> Exercise brief: Reproduce each of the lines below verbatim, with the same characters, spacing, and line breaks.
==================================================
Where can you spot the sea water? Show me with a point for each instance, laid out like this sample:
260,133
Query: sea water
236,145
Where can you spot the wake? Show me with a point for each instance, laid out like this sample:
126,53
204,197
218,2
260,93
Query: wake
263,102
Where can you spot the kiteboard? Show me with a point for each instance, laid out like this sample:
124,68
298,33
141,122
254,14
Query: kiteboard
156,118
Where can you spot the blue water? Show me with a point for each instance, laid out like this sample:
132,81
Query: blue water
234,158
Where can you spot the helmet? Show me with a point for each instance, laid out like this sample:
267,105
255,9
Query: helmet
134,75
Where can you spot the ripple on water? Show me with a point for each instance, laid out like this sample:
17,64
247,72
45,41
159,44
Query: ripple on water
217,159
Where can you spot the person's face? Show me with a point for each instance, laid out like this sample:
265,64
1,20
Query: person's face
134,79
==================================================
> Complete response:
Where can you spot the sea water? Show me with a point for each instance, laid out like this sample:
260,133
Query: sea water
236,145
Where can you spot the wake? Show me with a point for each instance, laid out like this sample:
126,53
204,197
218,2
260,93
Query: wake
263,102
Where can you spot the kiteboard? Show me with a point for each instance, laid out like this sample:
124,68
298,33
141,122
254,14
Query: kiteboard
156,118
Where can you spot the blue water? Show me with a point for each instance, laid out like this sample:
132,81
Query: blue water
234,158
Where can you spot the helmet? Show me with a point for each instance, laid out like this sample:
267,105
255,9
Query: helmet
134,75
Where can you spot the ripple on water? Show me with a point for each instance, laid out like this sample:
17,64
247,72
45,41
159,44
Query: ripple on water
217,159
Where can you spot the person's face? Show me with a point for each instance, laid out like this sample:
265,64
1,20
Query: person's face
134,79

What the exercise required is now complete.